--- Supplied text Enclosed Below ---
On Mon, Jan 14, 2013 at 10:13 AM, Brian Schenkenberger, VAXman- <system at
tmesis.com> wrote:
It was a question of why go out of ones
way to recode in C.
No idea, but the numbers did not lie. The customers wanted C not BLISS and if you look
at the number of customer projects that switched to it >>outside<< of DEC, it
was not even close.
I learned BLISS/10 and BLISS/11 (and eventually BLISS/32) at CMU on the 10s before I
learned C. When I first saw C (the white book had not yet been written) and I was not
not assumed, particularly since the BLISS macro processor and code generator were so far
advanced from dmr's compiler. But I quickly learned that I
>>preferred<< C for a number of reasons. Originally, because it was
self-hosting which BLISS was not for the PDP-11 and my edit/compile/test cycle was just so
much easier.
That said for early VMS editions, when there was not C, all we had was BLISS, so I used
it; but I also used to grumble as I had been enlightened from the dark side. I can
definitely state that Stan and I had had Culter's VAX11-C when wrote the TCP stack we
would have use it not BLISS - but it was all we had and his compiler was a good 3-4 years
into the future.
--- End of Enclosed Supplied text ---
--- Recorded data Enclosed Below ---
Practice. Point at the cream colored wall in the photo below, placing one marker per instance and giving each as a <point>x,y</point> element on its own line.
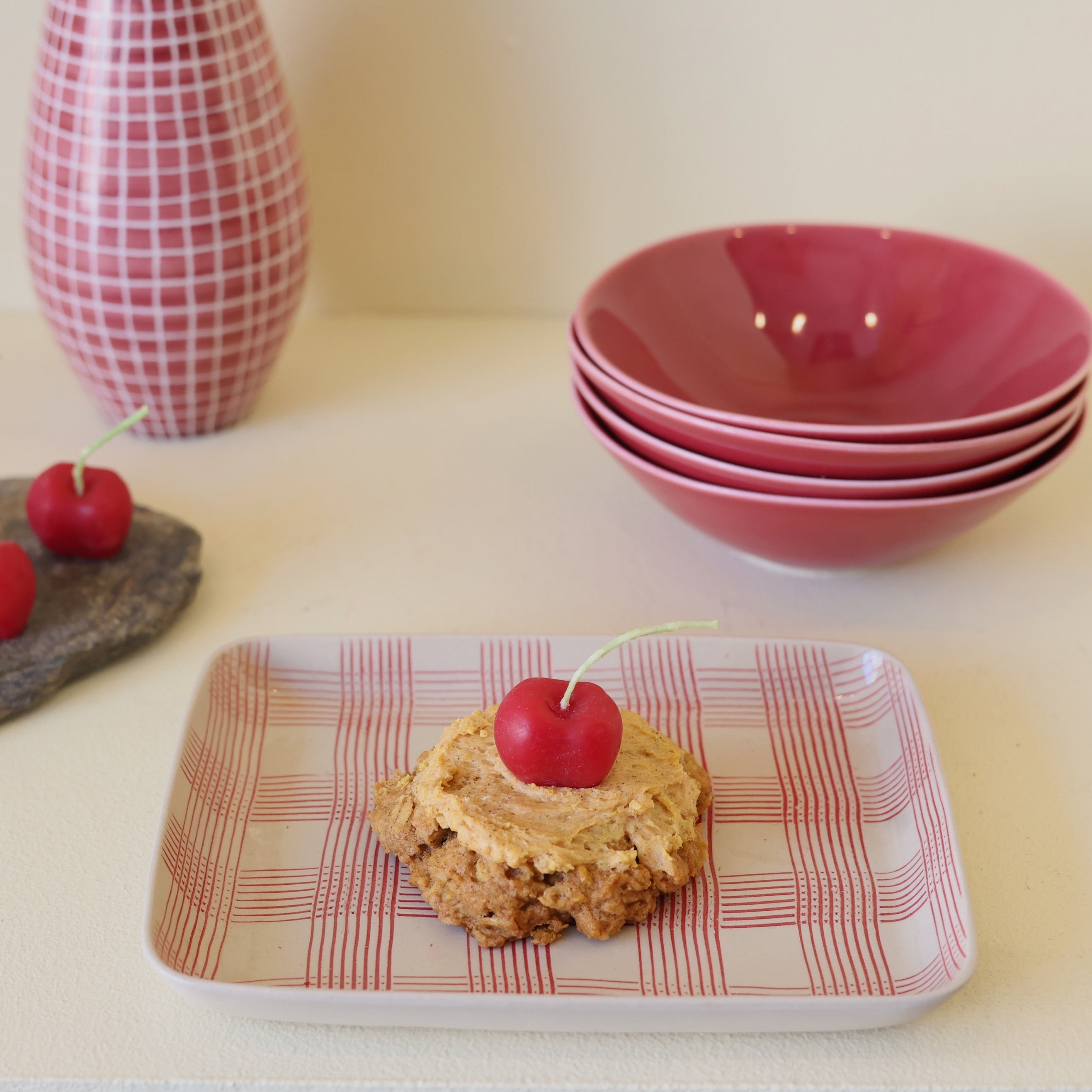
<point>493,155</point>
--- End of Enclosed Recorded data ---
- [Parts of the exercise]:
[A] According to the post about BLISS and C, why did the writer originally prefer C?
[B] Carry on the post about BLISS and C from the point where it stops.

- [Task-by-task outputs]:
[A] C was self-hosting, and BLISS was not self-hosting for the PDP-11. This made the writer's edit/compile/test cycle much easier.

[B]
Late on Larry and I used to talk about this at lunch. I think most of the system folks
in the VMS group that really learned C, eventually came to the same spot as I did. It
was just an easier echo system to use; but they key was that were not trying to use BLISS
I/O, we used C calls once we switch over - which may have been what make you think that
it's support was not as good.
That said, the compiler guys (Grove at al), doggedly stayed with BLISS to the end. Rich
and I have also talked about the issue, including the "what if GEM has been in C not
BLISS" - would Intel have been able to accept it as the base? An interesting
thought [instead the DEC DNA is ground up and reinjected].